DIRECTIONS:
1 > Using the passage on spiritual materialism below, decide whether each statement agrees with it. Answer yes or no for each, and quote the deciding words of the passage.
(a) The speaker has spent more than three years in North America.
(b) The passage says our hopes are founded on solid ground.
(c) The speaker hopes people will never grow tired of hearing the same thing.
2 > Count the lines of the rows below that contain the string "speckled", treating uppercase and lowercase as different. Give only the number.

>> start SUPPLIED PASSAGE

When we want to learn, develop the study, and we want to approach the understanding of enlightenment approach, become enlightened person, and so forth. That we seek for a basic security, fundamental security. Real fundamental basic security. That is that I can hang on to myself, and I don't want to flip out, lose my grip on the reality. I don't want to lose my mind. I want secure my relationship with the world and the security of food, family, and everything. I want to keep together.
Spiritually, I would like to do that as well, because my inspiration is much greater than just purely domestic things alone. But, spiritually, I would like to approach my family spiritually, my security, money spiritually, my home life spiritually. And those are the problems that-- or the direct contradiction, shall we say, on the not able to understand the truth of impermanence or the discontinuity.
So it is extremely important to realize, at the beginning, that those hopes that we have are founded on no ground, none whatsoever. That those basic things are absolutely hoax. That we are dream-- we dreamt up what we wanted to see, rather than what reality is. And that is the basic point in which that the real understanding of impermanence could be approached. That realizing those trips, shall we say, are not founded on the basic sanity level at all.
I call that particular approach spiritual materialism.
The concept and idea of spiritual materialism is extremely important, very important thing, extremely important thing. That people have heard and I spent three years, three-- more than three years in this continent, North America, and I been saying the same thing each time. And I hope people will be able to comprehend the meaning of spiritual materialism to the point they are tired of hearing the same thing again and again and again.
Which would be extremely important thing. That meaning of spiritual materialism as we mentioned already-- as I've mentioned already, is that unable to see the realities of your search.

>> end SUPPLIED PASSAGE
>> start RECORDED INFORMATION

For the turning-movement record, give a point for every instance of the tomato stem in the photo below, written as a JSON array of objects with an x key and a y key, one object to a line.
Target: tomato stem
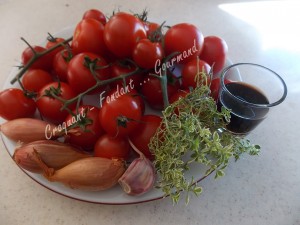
[{"x": 36, "y": 56}]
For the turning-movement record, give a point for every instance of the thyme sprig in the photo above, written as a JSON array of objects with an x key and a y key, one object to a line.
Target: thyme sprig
[{"x": 192, "y": 131}]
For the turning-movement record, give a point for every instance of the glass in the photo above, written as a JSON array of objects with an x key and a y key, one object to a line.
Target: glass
[{"x": 249, "y": 94}]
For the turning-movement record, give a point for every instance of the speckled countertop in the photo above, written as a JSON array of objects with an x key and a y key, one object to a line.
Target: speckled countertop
[{"x": 263, "y": 190}]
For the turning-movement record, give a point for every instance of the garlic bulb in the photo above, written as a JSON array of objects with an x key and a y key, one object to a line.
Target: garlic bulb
[{"x": 139, "y": 176}]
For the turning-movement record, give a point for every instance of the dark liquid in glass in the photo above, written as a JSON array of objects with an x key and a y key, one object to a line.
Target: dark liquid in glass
[{"x": 244, "y": 118}]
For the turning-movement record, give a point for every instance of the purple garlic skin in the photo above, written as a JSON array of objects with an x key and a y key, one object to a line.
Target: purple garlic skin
[{"x": 139, "y": 177}]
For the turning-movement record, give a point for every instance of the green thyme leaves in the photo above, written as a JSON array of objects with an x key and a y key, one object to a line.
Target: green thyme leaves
[{"x": 192, "y": 131}]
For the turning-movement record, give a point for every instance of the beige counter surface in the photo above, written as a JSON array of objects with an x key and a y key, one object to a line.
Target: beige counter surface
[{"x": 263, "y": 190}]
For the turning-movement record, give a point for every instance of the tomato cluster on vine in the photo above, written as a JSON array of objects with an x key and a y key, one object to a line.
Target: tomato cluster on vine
[{"x": 112, "y": 61}]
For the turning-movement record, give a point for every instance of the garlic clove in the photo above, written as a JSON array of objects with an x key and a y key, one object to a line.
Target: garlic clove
[{"x": 139, "y": 177}]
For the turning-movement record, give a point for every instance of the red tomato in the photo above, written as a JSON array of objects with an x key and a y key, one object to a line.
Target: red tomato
[
  {"x": 186, "y": 39},
  {"x": 86, "y": 128},
  {"x": 118, "y": 69},
  {"x": 44, "y": 62},
  {"x": 60, "y": 64},
  {"x": 119, "y": 114},
  {"x": 151, "y": 90},
  {"x": 144, "y": 132},
  {"x": 95, "y": 14},
  {"x": 190, "y": 70},
  {"x": 80, "y": 76},
  {"x": 122, "y": 32},
  {"x": 49, "y": 107},
  {"x": 146, "y": 53},
  {"x": 88, "y": 37},
  {"x": 112, "y": 147},
  {"x": 214, "y": 52},
  {"x": 34, "y": 79},
  {"x": 14, "y": 104}
]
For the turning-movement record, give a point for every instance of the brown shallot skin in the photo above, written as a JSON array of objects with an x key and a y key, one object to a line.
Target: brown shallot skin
[
  {"x": 28, "y": 130},
  {"x": 89, "y": 174},
  {"x": 53, "y": 153}
]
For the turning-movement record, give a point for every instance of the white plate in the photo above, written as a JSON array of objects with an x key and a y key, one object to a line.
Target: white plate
[{"x": 112, "y": 196}]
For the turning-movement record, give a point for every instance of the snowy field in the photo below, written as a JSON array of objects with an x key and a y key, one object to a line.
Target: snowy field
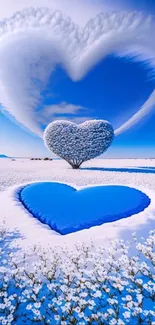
[{"x": 138, "y": 173}]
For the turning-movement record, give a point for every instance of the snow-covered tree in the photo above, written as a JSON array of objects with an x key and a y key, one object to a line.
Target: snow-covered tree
[{"x": 78, "y": 143}]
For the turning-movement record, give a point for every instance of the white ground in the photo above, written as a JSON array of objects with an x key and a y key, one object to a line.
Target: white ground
[{"x": 25, "y": 171}]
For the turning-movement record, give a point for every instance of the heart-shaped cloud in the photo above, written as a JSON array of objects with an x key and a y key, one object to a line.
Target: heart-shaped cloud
[
  {"x": 34, "y": 42},
  {"x": 78, "y": 143}
]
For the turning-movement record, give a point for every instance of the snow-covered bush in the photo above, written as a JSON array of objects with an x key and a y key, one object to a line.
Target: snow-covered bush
[
  {"x": 78, "y": 143},
  {"x": 83, "y": 285}
]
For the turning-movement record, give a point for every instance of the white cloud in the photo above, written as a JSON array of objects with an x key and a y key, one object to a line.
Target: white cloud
[
  {"x": 33, "y": 42},
  {"x": 61, "y": 111},
  {"x": 79, "y": 10}
]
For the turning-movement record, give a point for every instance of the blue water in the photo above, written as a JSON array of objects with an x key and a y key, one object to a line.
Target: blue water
[{"x": 67, "y": 210}]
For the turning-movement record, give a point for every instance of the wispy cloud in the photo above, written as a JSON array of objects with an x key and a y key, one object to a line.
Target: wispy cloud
[
  {"x": 35, "y": 41},
  {"x": 62, "y": 111}
]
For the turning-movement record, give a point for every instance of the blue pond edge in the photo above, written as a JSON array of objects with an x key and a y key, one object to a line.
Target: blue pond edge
[{"x": 66, "y": 210}]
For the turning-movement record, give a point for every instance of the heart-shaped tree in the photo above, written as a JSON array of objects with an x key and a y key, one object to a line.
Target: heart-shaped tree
[{"x": 78, "y": 143}]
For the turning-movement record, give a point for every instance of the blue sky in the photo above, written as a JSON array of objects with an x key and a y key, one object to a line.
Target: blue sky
[{"x": 114, "y": 89}]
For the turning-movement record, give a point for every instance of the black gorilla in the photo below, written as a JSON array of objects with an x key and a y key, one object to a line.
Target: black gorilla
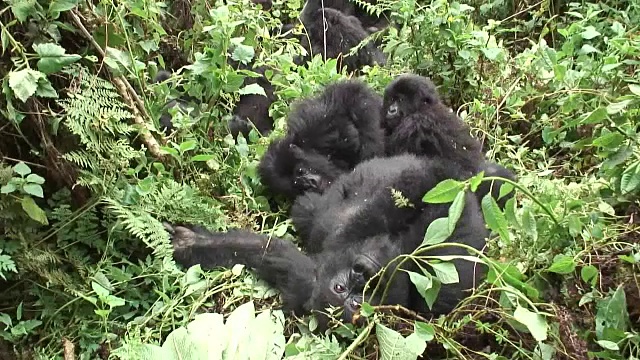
[
  {"x": 333, "y": 34},
  {"x": 371, "y": 23},
  {"x": 416, "y": 121},
  {"x": 327, "y": 134},
  {"x": 253, "y": 108},
  {"x": 166, "y": 123},
  {"x": 350, "y": 232}
]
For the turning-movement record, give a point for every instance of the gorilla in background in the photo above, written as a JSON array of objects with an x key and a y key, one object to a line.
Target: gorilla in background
[
  {"x": 350, "y": 232},
  {"x": 336, "y": 39},
  {"x": 371, "y": 23},
  {"x": 327, "y": 135},
  {"x": 416, "y": 121},
  {"x": 253, "y": 109}
]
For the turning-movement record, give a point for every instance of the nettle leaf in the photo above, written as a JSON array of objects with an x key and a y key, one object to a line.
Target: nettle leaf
[
  {"x": 33, "y": 210},
  {"x": 24, "y": 83},
  {"x": 494, "y": 217},
  {"x": 437, "y": 232},
  {"x": 33, "y": 189},
  {"x": 252, "y": 89},
  {"x": 393, "y": 346},
  {"x": 635, "y": 89},
  {"x": 243, "y": 53},
  {"x": 536, "y": 323},
  {"x": 444, "y": 192},
  {"x": 563, "y": 264},
  {"x": 53, "y": 58},
  {"x": 446, "y": 272},
  {"x": 21, "y": 169},
  {"x": 455, "y": 211}
]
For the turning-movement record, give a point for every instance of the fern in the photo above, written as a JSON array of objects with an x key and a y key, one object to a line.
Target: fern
[{"x": 95, "y": 113}]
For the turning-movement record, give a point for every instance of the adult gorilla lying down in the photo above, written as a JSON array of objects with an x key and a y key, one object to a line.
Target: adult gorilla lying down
[{"x": 349, "y": 233}]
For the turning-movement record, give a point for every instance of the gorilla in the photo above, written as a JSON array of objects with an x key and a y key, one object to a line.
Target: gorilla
[
  {"x": 416, "y": 121},
  {"x": 371, "y": 23},
  {"x": 166, "y": 123},
  {"x": 253, "y": 109},
  {"x": 333, "y": 34},
  {"x": 350, "y": 233},
  {"x": 327, "y": 135}
]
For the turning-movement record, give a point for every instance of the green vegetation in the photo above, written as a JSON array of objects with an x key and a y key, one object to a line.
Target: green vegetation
[{"x": 86, "y": 179}]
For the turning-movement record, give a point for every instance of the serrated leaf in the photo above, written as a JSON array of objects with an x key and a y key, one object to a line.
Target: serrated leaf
[
  {"x": 33, "y": 210},
  {"x": 24, "y": 83},
  {"x": 536, "y": 323},
  {"x": 589, "y": 33},
  {"x": 635, "y": 89},
  {"x": 243, "y": 53},
  {"x": 252, "y": 89},
  {"x": 446, "y": 272},
  {"x": 437, "y": 232},
  {"x": 53, "y": 58},
  {"x": 455, "y": 211},
  {"x": 33, "y": 189},
  {"x": 21, "y": 169},
  {"x": 444, "y": 192},
  {"x": 393, "y": 346},
  {"x": 529, "y": 224},
  {"x": 494, "y": 217},
  {"x": 563, "y": 264}
]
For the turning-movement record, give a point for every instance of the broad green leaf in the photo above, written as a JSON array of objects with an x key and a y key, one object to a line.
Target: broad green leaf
[
  {"x": 609, "y": 345},
  {"x": 188, "y": 145},
  {"x": 36, "y": 179},
  {"x": 635, "y": 89},
  {"x": 33, "y": 210},
  {"x": 612, "y": 313},
  {"x": 589, "y": 274},
  {"x": 494, "y": 217},
  {"x": 21, "y": 169},
  {"x": 529, "y": 224},
  {"x": 53, "y": 57},
  {"x": 99, "y": 290},
  {"x": 589, "y": 33},
  {"x": 252, "y": 89},
  {"x": 562, "y": 264},
  {"x": 425, "y": 331},
  {"x": 33, "y": 189},
  {"x": 455, "y": 211},
  {"x": 630, "y": 178},
  {"x": 536, "y": 323},
  {"x": 437, "y": 232},
  {"x": 395, "y": 347},
  {"x": 24, "y": 83},
  {"x": 444, "y": 192},
  {"x": 8, "y": 189},
  {"x": 243, "y": 53},
  {"x": 446, "y": 272}
]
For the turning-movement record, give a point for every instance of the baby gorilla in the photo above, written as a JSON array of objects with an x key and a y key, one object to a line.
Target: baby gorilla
[
  {"x": 416, "y": 121},
  {"x": 253, "y": 109},
  {"x": 350, "y": 233},
  {"x": 333, "y": 34},
  {"x": 327, "y": 135}
]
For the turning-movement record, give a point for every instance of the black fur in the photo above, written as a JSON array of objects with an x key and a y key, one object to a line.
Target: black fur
[
  {"x": 253, "y": 109},
  {"x": 327, "y": 134},
  {"x": 350, "y": 232},
  {"x": 417, "y": 122},
  {"x": 343, "y": 33}
]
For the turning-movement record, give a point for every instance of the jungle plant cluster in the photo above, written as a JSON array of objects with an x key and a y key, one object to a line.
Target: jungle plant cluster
[{"x": 86, "y": 178}]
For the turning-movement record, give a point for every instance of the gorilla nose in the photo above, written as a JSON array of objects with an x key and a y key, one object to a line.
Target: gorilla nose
[{"x": 393, "y": 110}]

>> end RECORDED INFORMATION

ANSWER SET:
1 >
(a) Yes: "more than three years in this continent, North America"
(b) No: "those hopes that we have are founded on no ground, none whatsoever"
(c) No: "I hope people will be able to comprehend the meaning of spiritual materialism to the point they are tired of hearing the same thing again and again and again"

2 > 2